(Enregistrements de boîtes englobantes)
------------

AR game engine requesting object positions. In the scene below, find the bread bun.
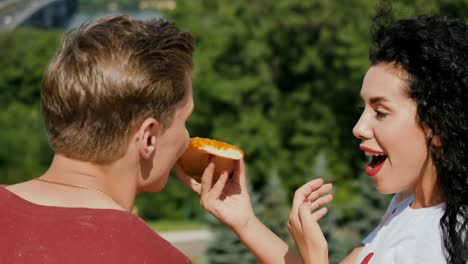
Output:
[178,137,244,182]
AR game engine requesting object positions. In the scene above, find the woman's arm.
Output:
[174,160,330,263]
[340,245,364,264]
[288,180,333,264]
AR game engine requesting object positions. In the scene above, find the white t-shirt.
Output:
[356,195,447,264]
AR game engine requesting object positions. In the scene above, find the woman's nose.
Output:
[353,114,372,140]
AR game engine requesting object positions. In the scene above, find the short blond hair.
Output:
[41,16,194,163]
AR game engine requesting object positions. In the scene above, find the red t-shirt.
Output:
[0,186,191,264]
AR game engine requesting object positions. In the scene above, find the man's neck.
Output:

------------

Disposez en tableau Markdown les lignes ci-dessus, en commençant par celle qui contient « the red t-shirt. » et en terminant à la dernière ligne, ces deux bornes comprises, sans les lignes vides. Le tableau aura deux colonnes, « N° » pour le numéro de rang et « Ligne » pour la ligne.

Réponse complète =>
| N° | Ligne |
|---|---|
| 1 | AR game engine requesting object positions. In the scene above, find the red t-shirt. |
| 2 | Output: |
| 3 | [0,186,191,264] |
| 4 | AR game engine requesting object positions. In the scene above, find the man's neck. |
| 5 | Output: |